[Extracted data entries]
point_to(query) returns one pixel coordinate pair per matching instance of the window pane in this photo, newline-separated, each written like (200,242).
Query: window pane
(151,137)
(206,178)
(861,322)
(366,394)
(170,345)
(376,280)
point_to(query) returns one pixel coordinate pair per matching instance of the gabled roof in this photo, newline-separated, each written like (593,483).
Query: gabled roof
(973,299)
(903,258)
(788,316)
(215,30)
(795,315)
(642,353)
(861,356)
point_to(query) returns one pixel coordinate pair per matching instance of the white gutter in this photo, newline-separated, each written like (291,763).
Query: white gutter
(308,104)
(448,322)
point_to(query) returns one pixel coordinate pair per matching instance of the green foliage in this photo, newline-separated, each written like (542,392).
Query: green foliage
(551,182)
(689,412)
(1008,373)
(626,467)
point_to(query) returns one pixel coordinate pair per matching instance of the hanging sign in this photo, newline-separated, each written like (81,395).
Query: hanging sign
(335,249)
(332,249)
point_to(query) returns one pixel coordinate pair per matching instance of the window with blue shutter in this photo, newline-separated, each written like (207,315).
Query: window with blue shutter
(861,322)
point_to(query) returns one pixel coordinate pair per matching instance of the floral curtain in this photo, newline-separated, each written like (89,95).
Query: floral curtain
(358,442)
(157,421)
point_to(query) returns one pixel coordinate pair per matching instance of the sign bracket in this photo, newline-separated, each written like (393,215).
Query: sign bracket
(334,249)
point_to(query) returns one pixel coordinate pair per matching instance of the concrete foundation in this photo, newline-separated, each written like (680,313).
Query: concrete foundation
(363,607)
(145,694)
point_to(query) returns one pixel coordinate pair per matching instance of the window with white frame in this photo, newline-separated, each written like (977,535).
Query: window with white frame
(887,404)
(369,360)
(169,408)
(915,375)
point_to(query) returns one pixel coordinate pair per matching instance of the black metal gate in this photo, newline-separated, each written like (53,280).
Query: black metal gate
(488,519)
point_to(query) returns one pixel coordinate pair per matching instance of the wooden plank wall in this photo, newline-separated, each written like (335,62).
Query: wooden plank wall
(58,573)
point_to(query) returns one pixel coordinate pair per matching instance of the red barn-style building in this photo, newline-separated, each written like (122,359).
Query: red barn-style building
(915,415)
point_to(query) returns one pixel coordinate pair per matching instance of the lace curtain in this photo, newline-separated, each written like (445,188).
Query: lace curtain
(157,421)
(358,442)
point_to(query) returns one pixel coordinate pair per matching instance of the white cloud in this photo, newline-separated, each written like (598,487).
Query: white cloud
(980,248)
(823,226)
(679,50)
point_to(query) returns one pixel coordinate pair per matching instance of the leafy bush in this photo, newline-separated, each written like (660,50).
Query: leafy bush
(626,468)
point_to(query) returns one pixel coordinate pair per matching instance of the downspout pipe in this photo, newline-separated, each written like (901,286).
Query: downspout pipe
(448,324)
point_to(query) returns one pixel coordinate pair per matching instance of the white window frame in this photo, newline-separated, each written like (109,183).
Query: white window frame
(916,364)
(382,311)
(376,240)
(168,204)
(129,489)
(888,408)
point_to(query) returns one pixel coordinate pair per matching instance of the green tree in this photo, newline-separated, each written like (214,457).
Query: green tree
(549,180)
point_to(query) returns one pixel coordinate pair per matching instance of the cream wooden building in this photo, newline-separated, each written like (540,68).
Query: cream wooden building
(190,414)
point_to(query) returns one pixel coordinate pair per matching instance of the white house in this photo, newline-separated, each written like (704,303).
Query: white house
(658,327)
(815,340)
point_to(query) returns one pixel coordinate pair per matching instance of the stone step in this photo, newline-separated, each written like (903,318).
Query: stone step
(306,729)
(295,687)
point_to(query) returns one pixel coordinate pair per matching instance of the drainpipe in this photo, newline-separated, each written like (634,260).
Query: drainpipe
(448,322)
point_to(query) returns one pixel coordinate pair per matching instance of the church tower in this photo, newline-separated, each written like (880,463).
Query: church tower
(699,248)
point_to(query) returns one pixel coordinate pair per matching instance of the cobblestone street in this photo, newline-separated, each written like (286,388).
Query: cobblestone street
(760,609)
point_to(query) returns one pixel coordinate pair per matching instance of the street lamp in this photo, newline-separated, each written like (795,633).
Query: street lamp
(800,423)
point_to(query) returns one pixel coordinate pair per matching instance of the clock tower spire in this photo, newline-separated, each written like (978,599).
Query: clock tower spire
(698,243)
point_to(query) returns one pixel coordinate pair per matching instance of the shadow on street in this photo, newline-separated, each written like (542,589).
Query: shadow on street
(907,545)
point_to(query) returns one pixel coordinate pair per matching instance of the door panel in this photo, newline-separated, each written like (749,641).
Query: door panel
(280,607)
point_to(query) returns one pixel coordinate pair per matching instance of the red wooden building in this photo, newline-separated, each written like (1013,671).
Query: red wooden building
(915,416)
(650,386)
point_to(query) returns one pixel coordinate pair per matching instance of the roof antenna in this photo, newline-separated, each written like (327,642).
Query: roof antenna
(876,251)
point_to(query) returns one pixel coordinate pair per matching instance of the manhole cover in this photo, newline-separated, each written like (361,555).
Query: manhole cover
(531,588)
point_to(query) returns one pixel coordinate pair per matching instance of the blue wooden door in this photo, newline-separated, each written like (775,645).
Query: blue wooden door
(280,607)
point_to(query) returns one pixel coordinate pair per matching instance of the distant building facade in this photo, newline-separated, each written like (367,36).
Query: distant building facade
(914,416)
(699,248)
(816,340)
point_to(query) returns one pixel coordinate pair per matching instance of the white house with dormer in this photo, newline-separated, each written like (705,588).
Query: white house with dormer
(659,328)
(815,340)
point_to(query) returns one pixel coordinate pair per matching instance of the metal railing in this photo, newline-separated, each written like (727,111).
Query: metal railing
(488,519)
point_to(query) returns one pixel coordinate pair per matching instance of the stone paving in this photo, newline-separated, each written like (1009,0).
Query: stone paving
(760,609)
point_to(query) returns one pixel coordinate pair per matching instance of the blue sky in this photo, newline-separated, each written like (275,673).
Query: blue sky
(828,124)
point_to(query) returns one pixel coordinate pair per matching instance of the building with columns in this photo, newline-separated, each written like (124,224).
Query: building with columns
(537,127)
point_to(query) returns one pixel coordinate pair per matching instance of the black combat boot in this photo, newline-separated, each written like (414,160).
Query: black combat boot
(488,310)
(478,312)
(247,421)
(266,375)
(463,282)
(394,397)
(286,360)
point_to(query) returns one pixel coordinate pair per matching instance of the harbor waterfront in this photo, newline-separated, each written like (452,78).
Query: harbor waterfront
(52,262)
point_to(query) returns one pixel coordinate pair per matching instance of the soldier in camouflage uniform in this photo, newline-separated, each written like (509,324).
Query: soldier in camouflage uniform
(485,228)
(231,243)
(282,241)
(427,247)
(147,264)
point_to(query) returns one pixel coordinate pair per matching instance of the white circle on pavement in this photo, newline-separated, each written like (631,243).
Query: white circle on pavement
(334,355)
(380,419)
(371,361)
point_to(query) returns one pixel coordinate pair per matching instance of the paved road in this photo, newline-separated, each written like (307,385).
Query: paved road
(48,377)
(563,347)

Task to carry out:
Give the lines from the one containing "written like (727,111)." through the end of the entries again, exactly as written and with no other lines.

Exercise solution:
point_to(query) returns one pixel coordinate pair per matching instance of the metal railing in this photo, newline-separated, each written like (727,111).
Query: metal railing
(488,519)
point_to(query) returns one pixel coordinate pair per matching instance of the stone paving in this photo, newline-separated, each written like (1009,0).
Query: stone paving
(760,609)
point_to(query) returns one pixel coordinate pair per matching instance of the blue sky in this photo, newline-separated, each written like (275,673).
Query: blue sky
(828,124)
point_to(query) returns one pixel coordinate pair per matching instance of the building with columns in this photo, newline-separated, each written like (124,224).
Query: building with columns
(537,127)
point_to(query) returns one pixel coordinate pair per matching instance of the black combat boot in this photo, newline-separated, each written like (414,160).
Query: black combat boot
(488,310)
(478,312)
(247,421)
(266,375)
(463,282)
(394,397)
(286,360)
point_to(query) returns one pixel coordinate pair per matching instance of the harbor waterfront in this photo, newline-separated, each written like (452,78).
Query: harbor waterfront
(52,262)
point_to(query) returns one pixel coordinate pair per matching instance of the soldier in camouflage uniform in this photo, newline-separated, each written like (509,324).
Query: soldier in camouflage uniform
(485,228)
(231,243)
(282,241)
(427,247)
(147,264)
point_to(query) returns one pixel coordinate pair per matching instance of the white circle on pavement in this photo, newline-separated, each written like (631,243).
Query: white circle on pavement
(334,355)
(380,419)
(371,361)
point_to(query) returns one pixel coordinate pair per matching instance of the paved road in this photo, newline-separated, each written like (307,385).
Query: paved road
(48,377)
(563,347)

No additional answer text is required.